WHAT IS NEEDED
Copy the listing below in full and skip every picture.

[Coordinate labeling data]
========================================================================
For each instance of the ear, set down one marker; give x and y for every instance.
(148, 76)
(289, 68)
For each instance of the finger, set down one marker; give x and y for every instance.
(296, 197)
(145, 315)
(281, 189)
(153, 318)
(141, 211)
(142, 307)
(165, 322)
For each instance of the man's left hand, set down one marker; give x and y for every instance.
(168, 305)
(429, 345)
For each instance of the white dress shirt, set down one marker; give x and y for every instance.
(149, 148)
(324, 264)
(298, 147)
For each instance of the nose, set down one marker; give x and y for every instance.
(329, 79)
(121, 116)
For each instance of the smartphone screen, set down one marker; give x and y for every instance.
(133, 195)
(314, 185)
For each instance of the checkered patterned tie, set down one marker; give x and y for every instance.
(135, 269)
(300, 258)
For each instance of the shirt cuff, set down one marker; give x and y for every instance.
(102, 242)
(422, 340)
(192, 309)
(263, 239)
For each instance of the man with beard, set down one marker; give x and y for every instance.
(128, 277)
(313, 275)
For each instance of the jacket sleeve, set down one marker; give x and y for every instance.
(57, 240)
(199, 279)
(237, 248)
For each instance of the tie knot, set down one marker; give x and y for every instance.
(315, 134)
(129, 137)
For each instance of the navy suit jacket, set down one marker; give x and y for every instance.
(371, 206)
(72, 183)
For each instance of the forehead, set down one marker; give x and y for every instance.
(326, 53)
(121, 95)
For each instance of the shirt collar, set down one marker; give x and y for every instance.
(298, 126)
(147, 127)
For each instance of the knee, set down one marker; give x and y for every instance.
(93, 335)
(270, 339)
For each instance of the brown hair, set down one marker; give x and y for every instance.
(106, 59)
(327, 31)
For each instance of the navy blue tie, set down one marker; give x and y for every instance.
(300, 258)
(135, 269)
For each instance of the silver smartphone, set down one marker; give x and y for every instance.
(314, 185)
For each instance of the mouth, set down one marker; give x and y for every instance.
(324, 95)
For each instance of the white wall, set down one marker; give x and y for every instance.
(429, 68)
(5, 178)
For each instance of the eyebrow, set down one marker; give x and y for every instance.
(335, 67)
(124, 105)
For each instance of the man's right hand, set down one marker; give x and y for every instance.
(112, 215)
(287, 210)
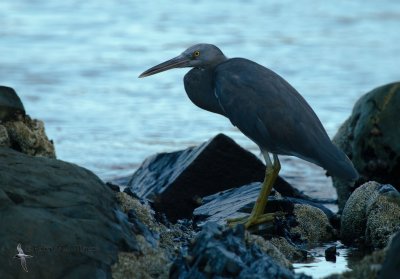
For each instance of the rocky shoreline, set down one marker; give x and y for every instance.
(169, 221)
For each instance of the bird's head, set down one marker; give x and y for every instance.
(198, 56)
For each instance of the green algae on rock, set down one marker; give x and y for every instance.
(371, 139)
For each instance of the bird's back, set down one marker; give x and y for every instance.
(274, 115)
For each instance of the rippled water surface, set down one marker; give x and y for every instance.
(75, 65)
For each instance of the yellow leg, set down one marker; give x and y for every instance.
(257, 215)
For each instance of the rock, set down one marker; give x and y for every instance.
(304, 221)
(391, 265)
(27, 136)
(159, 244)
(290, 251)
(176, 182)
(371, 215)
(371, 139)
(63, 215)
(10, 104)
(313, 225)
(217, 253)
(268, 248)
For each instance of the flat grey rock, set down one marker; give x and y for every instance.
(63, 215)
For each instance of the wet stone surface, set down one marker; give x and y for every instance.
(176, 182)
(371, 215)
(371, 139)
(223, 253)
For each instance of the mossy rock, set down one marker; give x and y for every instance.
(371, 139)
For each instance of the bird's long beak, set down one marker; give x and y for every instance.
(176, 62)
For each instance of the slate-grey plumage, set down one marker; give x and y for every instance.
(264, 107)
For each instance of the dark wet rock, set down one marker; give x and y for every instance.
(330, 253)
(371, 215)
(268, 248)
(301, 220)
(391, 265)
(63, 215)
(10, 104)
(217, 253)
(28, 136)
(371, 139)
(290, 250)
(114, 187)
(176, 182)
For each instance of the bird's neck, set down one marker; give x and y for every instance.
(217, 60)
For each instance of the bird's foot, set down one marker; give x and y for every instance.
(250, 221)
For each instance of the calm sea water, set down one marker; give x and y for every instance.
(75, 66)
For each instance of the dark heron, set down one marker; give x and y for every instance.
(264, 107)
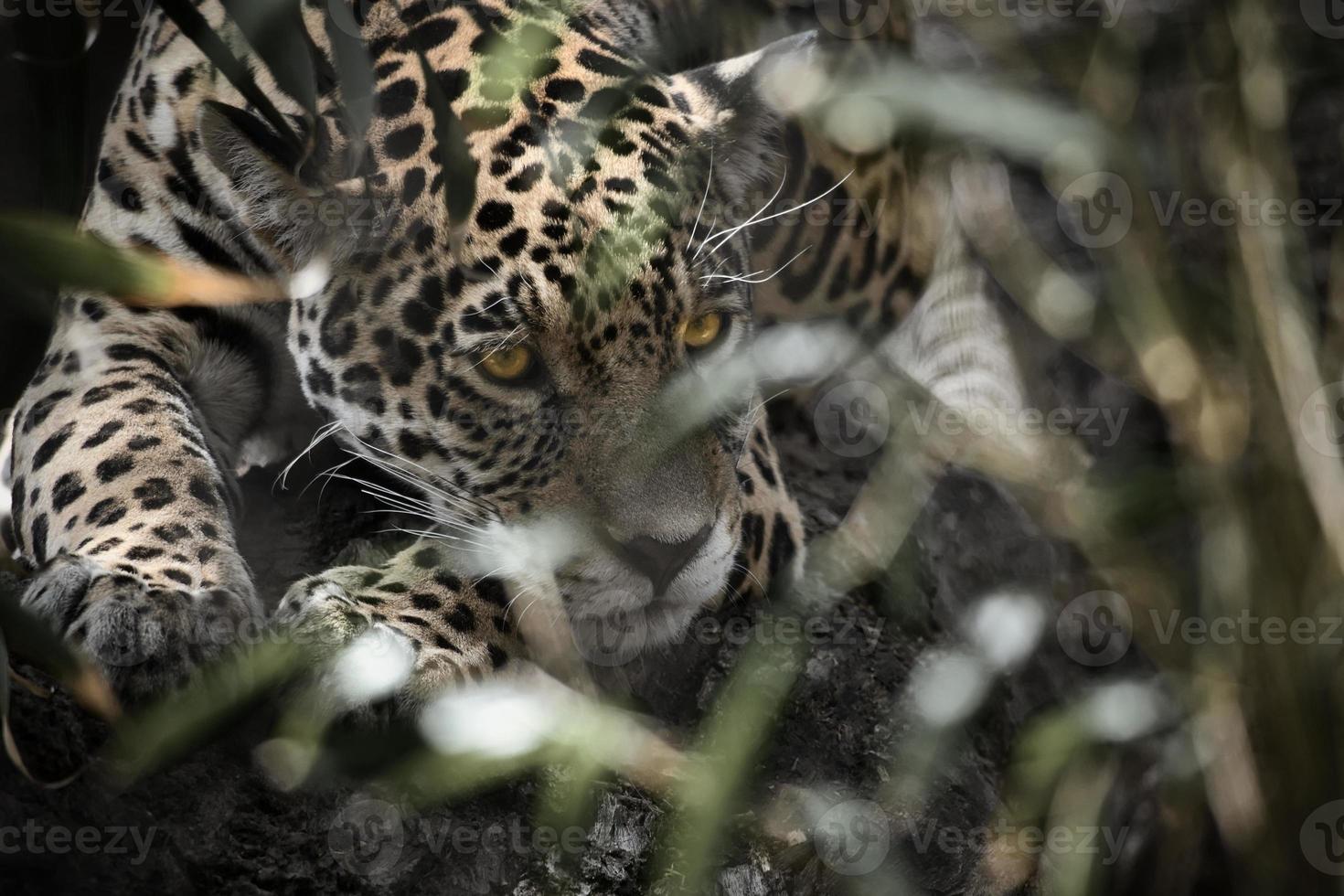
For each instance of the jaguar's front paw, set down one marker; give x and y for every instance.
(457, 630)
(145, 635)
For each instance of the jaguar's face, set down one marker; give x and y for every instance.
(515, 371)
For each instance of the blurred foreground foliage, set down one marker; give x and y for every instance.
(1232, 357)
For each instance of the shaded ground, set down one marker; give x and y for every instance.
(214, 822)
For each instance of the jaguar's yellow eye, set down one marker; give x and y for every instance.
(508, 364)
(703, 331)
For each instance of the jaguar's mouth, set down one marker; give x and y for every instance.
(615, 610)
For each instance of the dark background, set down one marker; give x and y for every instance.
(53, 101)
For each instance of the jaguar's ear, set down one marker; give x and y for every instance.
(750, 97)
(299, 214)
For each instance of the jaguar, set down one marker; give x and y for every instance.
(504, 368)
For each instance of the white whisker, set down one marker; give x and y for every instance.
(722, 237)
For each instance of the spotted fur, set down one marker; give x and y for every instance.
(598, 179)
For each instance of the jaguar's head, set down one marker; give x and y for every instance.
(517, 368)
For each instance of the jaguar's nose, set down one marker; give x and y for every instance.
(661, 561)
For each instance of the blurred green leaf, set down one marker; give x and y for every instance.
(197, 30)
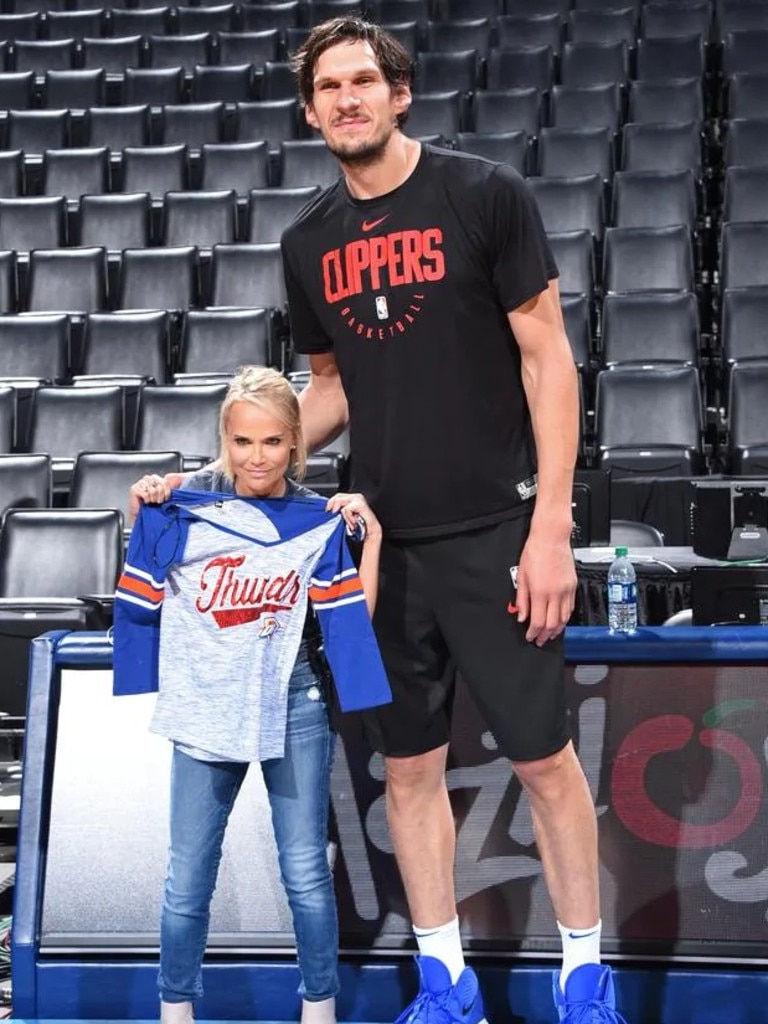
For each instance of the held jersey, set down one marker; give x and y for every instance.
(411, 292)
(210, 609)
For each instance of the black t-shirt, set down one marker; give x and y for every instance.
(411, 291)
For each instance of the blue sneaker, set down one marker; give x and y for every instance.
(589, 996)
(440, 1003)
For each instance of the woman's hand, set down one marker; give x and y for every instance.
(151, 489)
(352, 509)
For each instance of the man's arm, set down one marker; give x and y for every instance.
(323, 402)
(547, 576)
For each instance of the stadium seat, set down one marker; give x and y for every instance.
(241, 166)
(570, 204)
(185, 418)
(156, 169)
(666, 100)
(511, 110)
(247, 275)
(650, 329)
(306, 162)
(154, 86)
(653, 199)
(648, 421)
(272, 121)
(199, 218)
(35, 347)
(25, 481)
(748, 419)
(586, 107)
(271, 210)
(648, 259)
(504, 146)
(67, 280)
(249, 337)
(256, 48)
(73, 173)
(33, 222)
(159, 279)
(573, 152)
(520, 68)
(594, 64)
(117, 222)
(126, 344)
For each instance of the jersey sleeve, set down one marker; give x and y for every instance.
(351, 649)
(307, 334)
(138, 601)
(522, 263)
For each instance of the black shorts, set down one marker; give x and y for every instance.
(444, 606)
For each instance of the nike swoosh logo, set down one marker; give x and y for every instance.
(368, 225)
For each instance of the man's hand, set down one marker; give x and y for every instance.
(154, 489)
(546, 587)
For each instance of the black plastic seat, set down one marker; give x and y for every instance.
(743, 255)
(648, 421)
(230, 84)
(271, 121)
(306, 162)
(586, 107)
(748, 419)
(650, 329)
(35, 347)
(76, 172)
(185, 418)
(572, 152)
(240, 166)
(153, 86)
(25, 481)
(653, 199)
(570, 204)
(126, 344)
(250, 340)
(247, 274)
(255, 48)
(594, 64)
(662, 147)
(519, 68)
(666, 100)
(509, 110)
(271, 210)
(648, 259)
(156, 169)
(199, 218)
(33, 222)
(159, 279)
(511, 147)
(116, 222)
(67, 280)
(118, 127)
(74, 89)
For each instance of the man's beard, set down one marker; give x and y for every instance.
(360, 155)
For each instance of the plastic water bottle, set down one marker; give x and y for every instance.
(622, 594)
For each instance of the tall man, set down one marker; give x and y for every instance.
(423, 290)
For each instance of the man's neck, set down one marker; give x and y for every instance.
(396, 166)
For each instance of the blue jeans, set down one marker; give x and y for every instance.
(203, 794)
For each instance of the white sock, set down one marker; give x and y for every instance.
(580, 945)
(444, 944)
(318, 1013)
========================================================================
EXERCISE OUTPUT
For each instance of the ear, set down one marker; give x and y for every instance.
(148, 76)
(289, 68)
For each instance of the finger, set down one marker; give x and y for every instance.
(296, 197)
(145, 315)
(281, 189)
(153, 318)
(141, 211)
(142, 307)
(165, 322)
For each instance of the man's left hand, set down one marker; give x and y for every instance.
(168, 305)
(429, 345)
For each instance of the white dress shirt, set down one marker; give x and y for every instance.
(149, 148)
(324, 264)
(298, 147)
For each instance of the nose, set down one marker; give x and y for every instance.
(329, 79)
(121, 116)
For each instance of the smartphone screen, set down one marker; give x and y for every instance.
(133, 195)
(314, 185)
For each instance of the checkered patterned tie, set down one marker; give x and y for every instance.
(135, 269)
(300, 258)
For each instance of the shirt cuff, set down one marker; give x and y for every instance.
(102, 242)
(422, 340)
(192, 309)
(263, 239)
For each instance of the man with beard, set down one marker; give x and y for every instance.
(128, 277)
(313, 275)
For each instance of the jacket sleeve, set down one marker; give x and y for every instance.
(57, 240)
(199, 279)
(237, 248)
For each instance of the tie knot, set down one marker; give x and y for every instance.
(315, 134)
(129, 137)
For each instance of the navy suit jacket, set down one marker; give x and y for every instance.
(371, 206)
(72, 183)
For each instance of the forehead, set down one marker; give x and y for every instance.
(326, 53)
(121, 95)
For each instance of the shirt collar, set down one marker; give x and y for every instance.
(298, 126)
(147, 127)
For each instance of the knee, set down one marker; give x and y for every instance.
(93, 335)
(270, 339)
For each instance of the brown hair, set down one marker; give x and y for every instance.
(106, 59)
(327, 31)
For each instance of the navy blue tie, set down one marker; give x and y for every instance.
(300, 258)
(135, 269)
For each instance of the silver smartphone, set down one marker; give x and y for every instance.
(314, 185)
For each instance of the mouth, set down one marker; give x and y for every instance.
(324, 95)
For each instance of the white wall, set down one marker; give x and y for every instance.
(429, 68)
(5, 178)
For each instance of the eyebrow, set down one marker; give x and y for every instance.
(335, 67)
(124, 105)
For each instance of the man's right hand, set down one marker; give x and y for every instance.
(112, 215)
(287, 210)
For each instance of the rocky shoreline, set down one marker; give x and y for every instance.
(169, 221)
For each instance of the bird's head, set down one marker; give x and y for every instance.
(198, 56)
For each instance of the green algae on rock, set down one marker; give x and y for every instance.
(371, 139)
For each instance of the bird's back, set down one marker; give x and y for every instance.
(274, 115)
For each instance of the rippled water surface, set down one marker; give x and y for every instance.
(75, 65)
For each instance of the yellow leg, set down one marker; give x and y for every instance.
(257, 215)
For each instance of the rock, set down one marker; give x and y for every instance.
(304, 221)
(391, 265)
(27, 136)
(159, 244)
(290, 251)
(176, 182)
(371, 215)
(371, 139)
(63, 215)
(10, 104)
(313, 225)
(217, 253)
(268, 248)
For each instance of the flat grey rock, set down one marker; give x and y for every instance.
(63, 215)
For each instance of the wet stone surface, set down one marker; give x and y for every instance.
(176, 182)
(371, 215)
(371, 139)
(223, 253)
For each instance of the mossy rock, set down one marker; give x and y for every instance.
(371, 139)
For each instance of the bird's long beak, set down one marker; give x and y for every instance.
(176, 62)
For each instance of the slate-grey plumage, set down one marker; give x and y for every instance.
(264, 107)
For each instance of the dark wet rock, set down one marker; give x and y for every instance.
(330, 253)
(371, 215)
(268, 248)
(301, 220)
(391, 265)
(63, 215)
(10, 104)
(217, 253)
(28, 136)
(371, 139)
(290, 250)
(114, 187)
(176, 182)
For each instance of the bird's neck, set down one marker; give x and y for every instance.
(217, 60)
For each instance of the bird's foot, set down one marker; give x and y for every instance.
(250, 221)
For each instance of the calm sea water, set down one marker; give x and y for every instance.
(75, 66)
For each instance of the dark heron, set down one marker; give x and y for every instance.
(264, 107)
For each instance of the jaguar's front paw, set down one marker; give x and y for every instance.
(457, 630)
(145, 635)
For each instance of the jaguar's face, set down one marker; give x and y for every instance.
(515, 371)
For each instance of the blurred foreground foliage, set down one marker; give x and y for every instance.
(1232, 357)
For each instance of the shaded ground, set down one marker; give x and y for every instance.
(214, 822)
For each instance of the jaguar's yellow eye, set down one marker; give x and y for every instance.
(508, 364)
(703, 331)
For each instance of the jaguar's mouth, set down one marker; give x and y for every instance.
(615, 610)
For each instance of the dark background, set down one marker; give x and y for every instance.
(53, 101)
For each instance of the jaguar's ear, set down one marker; give x and y for every instance.
(750, 97)
(299, 214)
For each instance of the jaguar, set down one marker; give x and y for every instance.
(504, 368)
For each instance of the white whisker, set down one marker; give x and y for every instance.
(722, 237)
For each instance of the spotted fur, set down one marker; give x and y for every instance.
(598, 179)
For each instance of the jaguar's head, set down one marker; give x and y for every instance.
(517, 368)
For each instance of the jaguar's nose, set down one marker; give x and y for every instance.
(661, 561)
For each instance of the blurred green leaf, set down one marker; give x and y for every instance.
(197, 30)
For each instance of the held jersey, set down one marker; give x and y for every instance.
(411, 292)
(210, 609)
For each instance of the black t-shirt, set down one marker; give x and y for every instance.
(411, 291)
For each instance of the blue sneaker, set down one marker; give x and y for every instance.
(589, 996)
(440, 1003)
For each instance of the woman's hand, set down one marker; give x and y for every instance.
(151, 489)
(352, 509)
For each instance of the man's arm, set down one marker; give x and y for every instance.
(323, 402)
(547, 576)
For each instance of the stadium seat, set down one marker; give x and y for every instance.
(241, 166)
(570, 204)
(185, 418)
(156, 169)
(666, 100)
(511, 110)
(247, 275)
(650, 329)
(306, 162)
(154, 86)
(653, 199)
(648, 421)
(272, 121)
(199, 218)
(35, 347)
(25, 481)
(748, 419)
(586, 107)
(271, 210)
(648, 259)
(504, 146)
(67, 280)
(249, 337)
(256, 48)
(73, 173)
(33, 222)
(159, 279)
(573, 152)
(520, 68)
(594, 64)
(117, 222)
(126, 344)
For each instance of the jersey sleeve, set down one marker; give x and y for every instance.
(351, 649)
(307, 334)
(138, 601)
(522, 263)
For each instance of the black shorts, set down one marker; give x and y for every instance.
(444, 606)
For each instance of the nike swoosh logo, set down one marker; give x and y for every instance.
(368, 225)
For each instance of the man's hand, set down one marker; give x and y for every instance.
(154, 489)
(546, 587)
For each instance of the black plastic seat, set down one marker; give x and y for every instance.
(743, 255)
(648, 421)
(230, 84)
(271, 121)
(306, 162)
(586, 107)
(748, 419)
(650, 329)
(35, 347)
(76, 172)
(185, 418)
(572, 152)
(240, 166)
(153, 86)
(25, 481)
(653, 199)
(570, 204)
(126, 344)
(250, 340)
(247, 274)
(255, 48)
(594, 64)
(662, 147)
(519, 68)
(666, 100)
(509, 110)
(271, 210)
(648, 259)
(156, 169)
(199, 218)
(33, 222)
(159, 279)
(511, 147)
(116, 222)
(67, 280)
(118, 127)
(74, 89)
For each instance of the man's beard, set down one marker; give x and y for every instance.
(360, 155)
For each instance of the plastic water bottle, set down one marker; give x and y for every instance.
(622, 594)
For each instance of the tall man, set down one marker; give x and y for every instance.
(423, 290)
For each instance of the man's neck, set down one marker; give x and y for every instance.
(396, 166)
For each instance of the blue jeans, set down one marker; give x and y for every instance.
(203, 794)
For each instance of the white sock, set down one marker; give x and y for every instance.
(580, 945)
(444, 944)
(318, 1013)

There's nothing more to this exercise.